* BEGIN *

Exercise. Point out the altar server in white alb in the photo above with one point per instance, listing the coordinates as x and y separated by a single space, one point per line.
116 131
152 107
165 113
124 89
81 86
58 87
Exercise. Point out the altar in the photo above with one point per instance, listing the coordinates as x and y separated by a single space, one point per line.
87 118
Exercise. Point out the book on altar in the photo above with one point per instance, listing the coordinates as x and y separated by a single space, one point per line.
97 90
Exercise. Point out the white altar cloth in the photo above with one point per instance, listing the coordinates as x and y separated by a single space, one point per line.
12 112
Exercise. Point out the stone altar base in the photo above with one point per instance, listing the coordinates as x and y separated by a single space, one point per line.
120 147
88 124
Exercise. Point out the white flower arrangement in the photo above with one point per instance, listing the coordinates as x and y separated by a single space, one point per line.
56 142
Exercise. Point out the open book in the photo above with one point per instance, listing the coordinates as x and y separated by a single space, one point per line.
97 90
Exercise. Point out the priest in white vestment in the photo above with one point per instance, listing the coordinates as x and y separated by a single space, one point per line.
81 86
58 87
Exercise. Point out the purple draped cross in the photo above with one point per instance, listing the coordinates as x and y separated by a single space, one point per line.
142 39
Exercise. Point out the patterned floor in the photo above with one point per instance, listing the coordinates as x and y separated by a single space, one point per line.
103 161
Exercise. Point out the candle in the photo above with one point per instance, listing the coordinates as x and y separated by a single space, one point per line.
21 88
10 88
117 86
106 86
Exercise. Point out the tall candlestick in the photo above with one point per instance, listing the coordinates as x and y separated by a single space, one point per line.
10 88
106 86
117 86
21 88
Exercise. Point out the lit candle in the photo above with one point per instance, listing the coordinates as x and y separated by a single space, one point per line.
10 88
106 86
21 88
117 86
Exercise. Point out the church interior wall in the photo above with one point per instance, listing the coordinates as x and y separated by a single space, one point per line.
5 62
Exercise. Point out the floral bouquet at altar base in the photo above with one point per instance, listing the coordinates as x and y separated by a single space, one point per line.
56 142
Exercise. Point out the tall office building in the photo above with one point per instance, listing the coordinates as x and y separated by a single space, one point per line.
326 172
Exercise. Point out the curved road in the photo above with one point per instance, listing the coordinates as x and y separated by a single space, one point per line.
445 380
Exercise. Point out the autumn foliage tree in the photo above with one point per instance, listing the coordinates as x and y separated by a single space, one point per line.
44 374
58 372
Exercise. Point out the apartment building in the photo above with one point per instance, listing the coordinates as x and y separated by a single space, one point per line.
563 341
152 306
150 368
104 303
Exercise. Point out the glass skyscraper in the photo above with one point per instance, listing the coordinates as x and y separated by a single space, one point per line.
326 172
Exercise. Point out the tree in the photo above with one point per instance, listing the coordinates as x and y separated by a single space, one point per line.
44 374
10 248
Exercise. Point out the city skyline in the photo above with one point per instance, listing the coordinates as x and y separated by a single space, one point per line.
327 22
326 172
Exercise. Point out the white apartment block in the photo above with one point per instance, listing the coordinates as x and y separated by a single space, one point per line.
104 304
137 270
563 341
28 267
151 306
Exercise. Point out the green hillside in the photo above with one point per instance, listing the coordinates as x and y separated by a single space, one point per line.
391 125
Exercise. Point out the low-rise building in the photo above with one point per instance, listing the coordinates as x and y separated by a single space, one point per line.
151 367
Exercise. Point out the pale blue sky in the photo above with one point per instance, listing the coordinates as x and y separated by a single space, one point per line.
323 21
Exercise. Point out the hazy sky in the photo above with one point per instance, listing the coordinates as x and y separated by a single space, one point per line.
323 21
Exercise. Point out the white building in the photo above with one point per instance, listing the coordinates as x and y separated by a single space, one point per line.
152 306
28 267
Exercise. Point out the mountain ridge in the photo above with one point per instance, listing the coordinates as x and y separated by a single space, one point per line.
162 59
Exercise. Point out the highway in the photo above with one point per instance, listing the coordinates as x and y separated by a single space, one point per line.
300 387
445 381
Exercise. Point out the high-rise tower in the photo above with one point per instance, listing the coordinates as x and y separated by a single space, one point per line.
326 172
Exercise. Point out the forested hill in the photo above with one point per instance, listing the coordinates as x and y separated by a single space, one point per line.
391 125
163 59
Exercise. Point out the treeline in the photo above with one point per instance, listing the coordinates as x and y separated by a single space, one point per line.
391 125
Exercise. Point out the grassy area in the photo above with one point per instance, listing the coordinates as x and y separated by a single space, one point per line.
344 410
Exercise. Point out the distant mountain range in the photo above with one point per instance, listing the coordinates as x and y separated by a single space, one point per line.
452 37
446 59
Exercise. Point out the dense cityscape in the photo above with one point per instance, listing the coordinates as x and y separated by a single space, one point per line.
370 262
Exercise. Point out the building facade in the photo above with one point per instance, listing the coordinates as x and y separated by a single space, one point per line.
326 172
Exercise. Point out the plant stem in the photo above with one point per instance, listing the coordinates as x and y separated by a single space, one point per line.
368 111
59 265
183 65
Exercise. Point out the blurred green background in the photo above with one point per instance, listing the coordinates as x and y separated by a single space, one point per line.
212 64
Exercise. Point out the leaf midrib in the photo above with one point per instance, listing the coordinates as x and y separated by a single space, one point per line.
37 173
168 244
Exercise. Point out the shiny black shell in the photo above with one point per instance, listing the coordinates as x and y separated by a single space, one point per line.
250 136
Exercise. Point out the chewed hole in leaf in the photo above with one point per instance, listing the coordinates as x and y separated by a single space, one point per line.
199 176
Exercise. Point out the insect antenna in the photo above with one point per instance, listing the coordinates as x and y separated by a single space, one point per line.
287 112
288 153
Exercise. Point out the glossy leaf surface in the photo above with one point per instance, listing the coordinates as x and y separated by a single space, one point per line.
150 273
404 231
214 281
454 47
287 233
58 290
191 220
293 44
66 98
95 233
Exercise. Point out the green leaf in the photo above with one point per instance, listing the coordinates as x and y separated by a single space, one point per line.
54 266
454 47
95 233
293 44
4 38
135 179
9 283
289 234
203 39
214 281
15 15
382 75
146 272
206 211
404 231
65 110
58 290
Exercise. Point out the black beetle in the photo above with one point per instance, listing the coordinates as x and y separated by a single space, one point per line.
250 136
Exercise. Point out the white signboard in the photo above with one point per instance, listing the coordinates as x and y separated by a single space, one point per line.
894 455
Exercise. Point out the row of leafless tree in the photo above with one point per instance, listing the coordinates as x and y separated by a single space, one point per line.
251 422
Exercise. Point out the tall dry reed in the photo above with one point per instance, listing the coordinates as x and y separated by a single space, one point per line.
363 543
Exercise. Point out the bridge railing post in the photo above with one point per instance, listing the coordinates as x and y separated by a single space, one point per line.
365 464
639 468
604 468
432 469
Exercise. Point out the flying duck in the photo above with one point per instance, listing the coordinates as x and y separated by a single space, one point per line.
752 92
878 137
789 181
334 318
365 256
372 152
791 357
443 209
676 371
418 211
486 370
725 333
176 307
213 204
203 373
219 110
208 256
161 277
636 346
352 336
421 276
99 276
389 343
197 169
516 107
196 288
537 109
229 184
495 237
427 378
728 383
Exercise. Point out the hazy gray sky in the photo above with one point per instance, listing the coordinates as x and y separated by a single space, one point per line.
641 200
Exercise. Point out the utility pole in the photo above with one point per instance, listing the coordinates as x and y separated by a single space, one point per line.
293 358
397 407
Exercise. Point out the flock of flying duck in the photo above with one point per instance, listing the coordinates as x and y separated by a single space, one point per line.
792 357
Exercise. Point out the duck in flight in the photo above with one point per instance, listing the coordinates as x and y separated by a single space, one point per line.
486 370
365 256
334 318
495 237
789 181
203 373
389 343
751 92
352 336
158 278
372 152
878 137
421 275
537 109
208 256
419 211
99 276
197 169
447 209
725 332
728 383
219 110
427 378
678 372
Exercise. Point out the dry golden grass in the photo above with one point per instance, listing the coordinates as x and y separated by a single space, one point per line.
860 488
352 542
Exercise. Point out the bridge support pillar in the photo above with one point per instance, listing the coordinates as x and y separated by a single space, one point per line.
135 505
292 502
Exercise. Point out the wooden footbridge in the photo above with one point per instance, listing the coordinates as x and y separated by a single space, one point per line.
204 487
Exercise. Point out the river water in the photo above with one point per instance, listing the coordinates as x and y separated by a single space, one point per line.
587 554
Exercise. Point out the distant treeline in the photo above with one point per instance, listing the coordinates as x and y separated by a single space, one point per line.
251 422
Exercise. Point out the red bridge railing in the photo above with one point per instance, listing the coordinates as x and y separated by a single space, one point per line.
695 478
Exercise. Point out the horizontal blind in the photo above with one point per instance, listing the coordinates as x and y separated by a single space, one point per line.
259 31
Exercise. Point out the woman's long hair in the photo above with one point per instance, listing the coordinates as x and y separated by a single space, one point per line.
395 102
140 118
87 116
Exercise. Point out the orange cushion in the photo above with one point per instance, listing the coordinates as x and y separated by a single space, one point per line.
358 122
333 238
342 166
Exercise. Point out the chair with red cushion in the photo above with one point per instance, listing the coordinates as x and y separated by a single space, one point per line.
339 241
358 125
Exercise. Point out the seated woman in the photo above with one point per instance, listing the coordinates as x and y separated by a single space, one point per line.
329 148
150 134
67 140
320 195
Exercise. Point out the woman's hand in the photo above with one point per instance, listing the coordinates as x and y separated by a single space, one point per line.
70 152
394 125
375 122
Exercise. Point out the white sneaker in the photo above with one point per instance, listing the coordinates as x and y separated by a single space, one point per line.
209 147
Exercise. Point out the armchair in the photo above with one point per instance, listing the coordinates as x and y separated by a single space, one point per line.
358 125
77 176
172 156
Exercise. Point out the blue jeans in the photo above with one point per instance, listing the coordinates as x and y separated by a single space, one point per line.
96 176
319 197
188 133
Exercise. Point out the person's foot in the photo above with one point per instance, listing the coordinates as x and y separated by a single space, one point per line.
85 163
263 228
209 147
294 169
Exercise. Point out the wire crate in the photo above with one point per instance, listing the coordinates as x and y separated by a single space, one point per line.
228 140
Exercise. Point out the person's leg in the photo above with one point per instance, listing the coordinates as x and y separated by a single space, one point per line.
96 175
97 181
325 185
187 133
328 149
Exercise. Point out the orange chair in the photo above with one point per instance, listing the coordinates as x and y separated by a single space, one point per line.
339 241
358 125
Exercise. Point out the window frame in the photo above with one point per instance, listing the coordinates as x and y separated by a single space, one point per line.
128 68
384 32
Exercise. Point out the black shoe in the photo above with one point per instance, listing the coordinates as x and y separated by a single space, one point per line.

* END *

** To do **
Please retype, exactly as written, every line from the line containing "Exercise. Point out the white sneaker" through the last line of the records above, including both of those lines, and nothing else.

** Finished task **
Exercise. Point out the white sneaker in the photo above with one point per instance, listing the coordinates as x and y separated by a single space, one point per line.
209 147
Exercise. Point out the armchair in the photo above with one point per instance, listing the coordinates as x and y separated by a single space, one point per line.
358 125
77 176
172 156
Exercise. Point out the blue jeans in the photo above with one point per instance, listing the coordinates as x and y separated by a single space, one point per line.
96 176
319 197
188 133
Exercise. Point out the person's foot in the photo above with one point per instance, listing the coordinates as x and y separated by a single space, one point per line.
85 163
263 228
209 147
294 169
Exercise. Point out the wire crate in the photo above with one point per instance, listing the coordinates as x and y separated by a single space, one point per line.
228 140
Exercise. Point out the person's leg in the photo above with one point per instance, listing the coordinates as x and y separated by a single space, one point per line.
96 175
97 181
325 185
187 133
328 149
Exercise. Point out the orange chair in the photo above with one point per instance, listing the coordinates as x and y separated by a single space, one point per line.
339 241
358 125
Exercise. Point out the window frame in the photo above with one point per instance, listing the coordinates as x and y separated by a single space, one point per line.
128 68
384 32
Exercise. Point out the black shoe in the photo above with one point per instance, listing the coordinates as x and y separated by a single space, one point per line.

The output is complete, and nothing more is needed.